→ GIVEN TASK
Set down every entry word for word. Omit the pictures.

→ INPUT DATA
--------------------------------

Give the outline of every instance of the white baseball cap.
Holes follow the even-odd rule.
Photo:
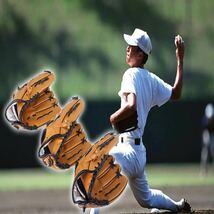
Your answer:
[[[138,46],[146,54],[151,54],[152,43],[147,32],[136,28],[132,35],[124,34],[123,37],[128,45]]]

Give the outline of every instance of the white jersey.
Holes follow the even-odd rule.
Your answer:
[[[134,93],[137,100],[138,128],[127,132],[133,138],[143,136],[144,127],[150,109],[166,103],[172,93],[172,86],[165,83],[155,74],[143,68],[129,68],[123,75],[119,96],[121,107],[127,105],[124,93]]]

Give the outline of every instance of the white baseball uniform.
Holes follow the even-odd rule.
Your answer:
[[[142,142],[142,136],[150,109],[153,106],[161,106],[171,96],[172,87],[142,68],[129,68],[123,75],[121,90],[121,107],[127,104],[124,93],[136,95],[138,128],[120,135],[120,142],[110,154],[122,167],[123,173],[129,178],[131,190],[142,207],[166,209],[177,211],[177,202],[173,201],[160,190],[150,189],[145,174],[146,149]],[[140,145],[135,144],[135,139],[140,138]],[[98,213],[98,209],[91,213]]]

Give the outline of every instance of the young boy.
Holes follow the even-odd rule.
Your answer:
[[[169,100],[178,100],[181,96],[184,42],[181,36],[175,37],[177,71],[174,85],[170,86],[144,67],[152,51],[148,34],[135,29],[132,35],[124,34],[124,39],[128,44],[126,62],[130,68],[123,75],[118,93],[121,97],[121,107],[110,116],[110,122],[114,127],[117,122],[137,111],[138,127],[134,131],[120,134],[119,143],[110,154],[115,157],[123,173],[129,178],[130,188],[142,207],[173,212],[191,211],[186,200],[175,202],[160,190],[149,188],[145,175],[146,149],[142,142],[150,109]],[[92,209],[91,213],[99,213],[99,209]]]

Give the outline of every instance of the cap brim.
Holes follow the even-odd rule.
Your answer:
[[[135,41],[135,39],[132,38],[132,36],[128,34],[123,34],[123,38],[128,45],[137,46],[137,42]]]

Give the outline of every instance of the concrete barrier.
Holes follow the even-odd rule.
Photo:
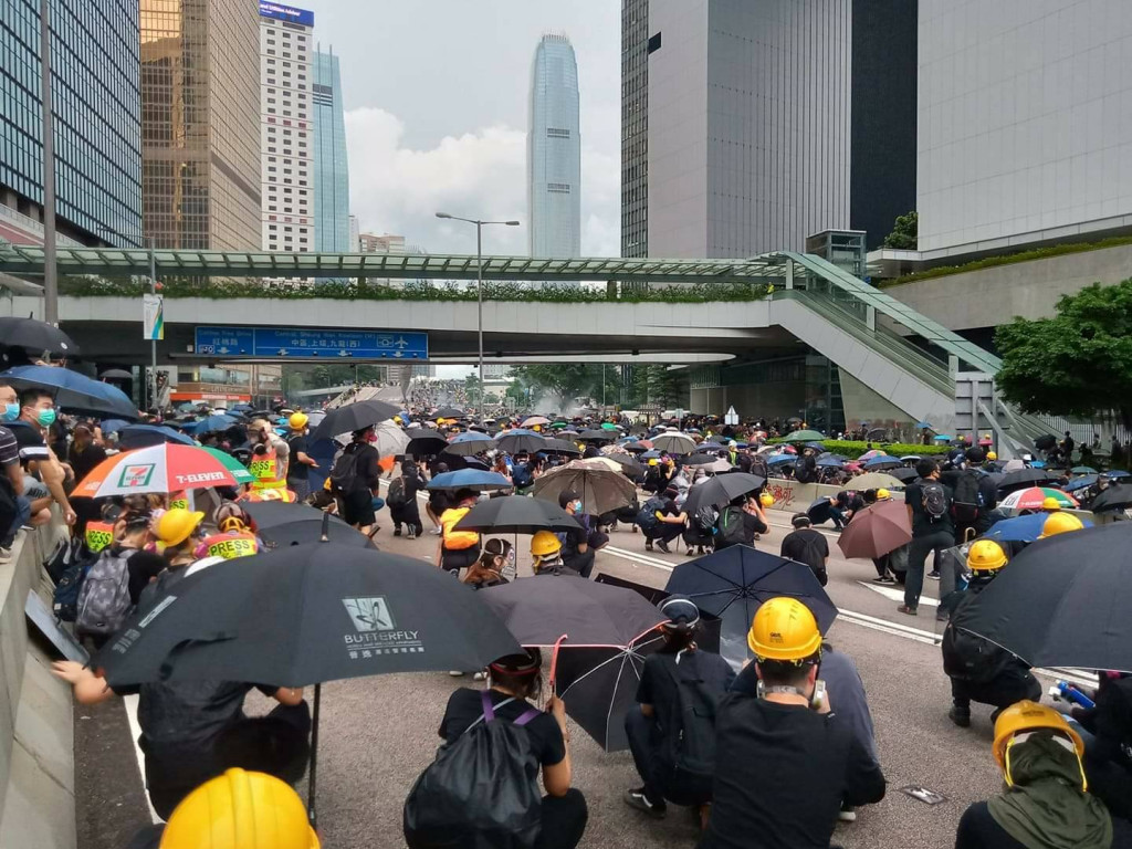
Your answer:
[[[0,566],[0,849],[75,849],[75,739],[70,687],[24,616],[28,590],[50,606],[43,560],[61,531],[22,533]]]

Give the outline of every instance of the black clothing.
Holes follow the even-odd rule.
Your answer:
[[[488,694],[491,696],[491,703],[496,705],[496,717],[508,722],[515,721],[531,707],[530,702],[520,698],[512,698],[499,707],[499,703],[506,702],[511,696],[496,689],[489,689]],[[480,691],[461,687],[448,697],[448,706],[444,711],[444,719],[440,720],[440,737],[447,743],[455,743],[456,738],[482,715],[483,700]],[[552,715],[540,713],[523,728],[531,735],[531,752],[540,765],[554,766],[566,757],[566,741],[563,739],[558,720]]]
[[[829,576],[825,573],[825,558],[830,556],[830,543],[821,531],[813,528],[799,528],[791,531],[782,540],[782,557],[804,563],[814,571],[814,575],[825,586]]]
[[[755,677],[754,664],[737,683],[745,677]],[[835,715],[732,692],[715,728],[727,756],[717,761],[700,849],[829,849],[842,803],[884,798],[880,767]]]

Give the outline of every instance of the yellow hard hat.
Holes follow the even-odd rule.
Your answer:
[[[998,714],[994,723],[994,760],[1006,775],[1006,783],[1013,784],[1010,774],[1010,747],[1015,735],[1024,731],[1049,730],[1063,735],[1073,741],[1073,749],[1077,752],[1078,761],[1084,754],[1084,741],[1081,735],[1073,730],[1065,718],[1053,707],[1037,704],[1029,700],[1015,702],[1010,707]],[[1084,770],[1081,770],[1081,789],[1086,789]]]
[[[1006,565],[1006,552],[994,540],[976,540],[967,552],[967,568],[971,572],[997,572]]]
[[[780,595],[763,602],[747,633],[755,659],[801,662],[821,651],[822,632],[809,608]]]
[[[161,849],[319,849],[302,799],[263,772],[232,769],[206,781],[169,817]]]
[[[550,531],[539,531],[531,538],[531,554],[535,557],[546,557],[560,550],[563,543],[558,541]]]
[[[1038,539],[1044,540],[1046,537],[1056,537],[1058,533],[1080,531],[1083,528],[1084,522],[1074,516],[1072,513],[1057,511],[1056,513],[1050,513],[1045,524],[1041,525],[1041,534]]]
[[[179,546],[189,538],[204,517],[204,513],[174,507],[161,514],[153,533],[166,546]]]

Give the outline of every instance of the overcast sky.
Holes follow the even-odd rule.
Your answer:
[[[308,0],[315,38],[341,58],[351,212],[362,232],[430,254],[475,252],[437,211],[518,218],[483,249],[526,252],[531,60],[543,33],[577,54],[582,252],[620,251],[620,0]]]

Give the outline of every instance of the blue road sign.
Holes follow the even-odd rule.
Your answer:
[[[302,327],[197,327],[198,354],[297,360],[427,360],[428,334]]]

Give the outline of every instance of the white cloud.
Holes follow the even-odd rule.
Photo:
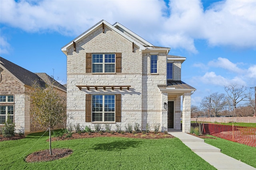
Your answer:
[[[168,9],[163,0],[0,2],[1,23],[28,32],[77,36],[104,19],[120,23],[155,45],[193,53],[197,39],[212,46],[256,48],[253,0],[214,3],[205,11],[199,0],[170,1]]]
[[[9,54],[10,48],[10,45],[6,39],[1,36],[0,37],[0,55]]]
[[[232,72],[242,74],[244,72],[242,69],[237,66],[237,64],[230,61],[228,59],[218,57],[217,60],[214,60],[208,63],[209,66],[214,67],[220,67]]]

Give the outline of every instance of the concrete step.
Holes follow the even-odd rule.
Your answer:
[[[220,149],[204,142],[183,142],[194,152],[220,152]]]

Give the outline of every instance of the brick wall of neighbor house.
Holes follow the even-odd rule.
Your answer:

--------------------------------

→ SOLUTION
Give the outline of every instance of the white baseball cap.
Holes follow the even-odd rule.
Photo:
Your answer:
[[[138,46],[146,54],[151,54],[152,43],[147,32],[136,28],[132,35],[124,34],[123,37],[128,45]]]

Give the outline of every instance of the white jersey.
Holes follow the even-odd rule.
Your answer:
[[[134,93],[137,100],[138,128],[127,132],[133,138],[143,136],[144,127],[150,109],[166,103],[172,93],[172,86],[165,83],[155,74],[143,68],[129,68],[123,75],[119,96],[121,107],[127,105],[124,93]]]

Give the outline of every instance of the white baseball uniform.
Holes follow the even-odd rule.
Your answer:
[[[142,142],[142,136],[150,109],[153,106],[161,106],[171,96],[172,87],[142,68],[129,68],[123,75],[121,90],[121,107],[127,104],[124,93],[136,95],[138,128],[120,135],[120,142],[110,154],[122,167],[123,173],[129,178],[131,190],[142,207],[166,209],[177,211],[177,202],[173,201],[160,190],[150,189],[145,174],[146,149]],[[140,145],[135,144],[135,139],[140,138]],[[98,213],[98,209],[91,213]]]

Give the outline of every instance of the young boy.
Holes follow the even-odd rule.
Your answer:
[[[169,100],[178,100],[181,96],[184,42],[181,36],[175,37],[177,71],[174,85],[170,86],[144,67],[152,51],[148,34],[135,29],[132,35],[124,34],[124,39],[128,44],[126,62],[130,68],[123,75],[118,93],[121,97],[121,107],[110,116],[110,122],[114,127],[117,122],[137,111],[138,127],[134,131],[120,134],[119,143],[110,154],[115,157],[123,173],[129,178],[130,188],[142,207],[173,212],[191,211],[186,200],[175,202],[160,190],[149,188],[145,175],[146,149],[142,142],[150,109]],[[92,209],[91,213],[99,213],[99,209]]]

Give the outline of every instance of the cap brim.
Holes follow the even-odd rule.
Your answer:
[[[135,41],[135,39],[132,38],[132,36],[128,34],[123,34],[123,38],[128,45],[137,46],[137,42]]]

Give the outline of every instance of the concrete barrier.
Holes follow the even-odd rule.
Photo:
Your answer:
[[[0,566],[0,849],[75,849],[75,739],[70,687],[24,616],[28,590],[50,606],[43,560],[61,531],[22,533]]]

Give the outline of every instance of the black clothing.
Holes follow the even-odd rule.
Your answer:
[[[488,694],[491,696],[491,703],[496,705],[496,717],[508,722],[515,721],[531,707],[530,702],[520,698],[512,698],[499,707],[499,703],[506,702],[511,696],[496,689],[489,689]],[[480,691],[461,687],[448,697],[448,706],[444,711],[444,719],[440,720],[440,737],[447,743],[455,743],[456,738],[482,715],[483,700]],[[552,715],[540,713],[523,728],[531,735],[531,752],[540,765],[554,766],[566,757],[566,741],[563,739],[558,720]]]
[[[829,576],[825,573],[825,558],[830,556],[830,543],[821,531],[813,528],[799,528],[791,531],[782,540],[782,557],[804,563],[814,571],[814,575],[825,586]]]
[[[755,677],[754,664],[737,683],[745,677]],[[835,715],[732,692],[715,728],[727,756],[717,761],[700,849],[829,849],[842,803],[884,798],[880,767]]]

Give the outline of every instance of the yellow hard hat.
Holes follow the even-odd rule.
Your answer:
[[[998,714],[994,723],[994,760],[1006,775],[1006,783],[1013,784],[1010,774],[1010,747],[1015,735],[1024,731],[1049,730],[1063,735],[1073,741],[1073,749],[1077,752],[1078,761],[1084,754],[1084,741],[1081,735],[1073,730],[1065,718],[1053,707],[1037,704],[1029,700],[1015,702],[1010,707]],[[1084,770],[1081,770],[1081,789],[1086,789]]]
[[[1006,565],[1006,552],[994,540],[976,540],[967,552],[967,568],[971,572],[997,572]]]
[[[780,595],[763,602],[747,633],[755,659],[801,662],[821,651],[822,632],[809,608]]]
[[[161,849],[319,849],[302,799],[263,772],[232,769],[206,781],[169,817]]]
[[[550,531],[539,531],[531,538],[531,554],[535,557],[546,557],[560,550],[563,543],[558,541]]]
[[[1038,539],[1044,540],[1046,537],[1056,537],[1058,533],[1080,531],[1083,528],[1084,522],[1074,516],[1072,513],[1057,511],[1056,513],[1050,513],[1045,524],[1041,525],[1041,534]]]
[[[179,546],[189,538],[204,517],[204,513],[174,507],[161,514],[153,533],[166,546]]]

Give the outline of every instance of the overcast sky.
Holes follow the even-odd rule.
Your answer:
[[[308,0],[315,38],[341,58],[351,212],[362,232],[430,254],[475,252],[437,211],[518,218],[483,249],[526,252],[531,60],[543,33],[577,54],[582,252],[620,251],[620,0]]]

Give the outline of every instance of the blue road sign.
Holes follow the even-odd rule.
Your answer:
[[[302,327],[197,327],[198,354],[297,360],[427,360],[428,334]]]

Give the outline of every instance of the white cloud.
Holes follow the even-odd rule.
Photo:
Your answer:
[[[168,9],[163,0],[0,2],[1,23],[28,32],[77,36],[104,19],[120,23],[155,45],[193,53],[197,39],[212,46],[256,48],[253,0],[214,3],[205,11],[199,0],[170,1]]]
[[[9,54],[10,48],[10,45],[6,39],[1,36],[0,37],[0,55]]]
[[[232,72],[242,74],[244,72],[242,69],[237,66],[237,64],[230,61],[228,59],[218,57],[217,60],[214,60],[208,63],[209,66],[214,67],[220,67]]]

Give the outline of every instance of the concrete step.
Holes follow the even-odd rule.
Your answer:
[[[220,149],[204,142],[183,142],[194,152],[220,152]]]

Give the outline of every instance of the brick wall of neighbor house.
Holes follow the even-odd rule.
Your answer:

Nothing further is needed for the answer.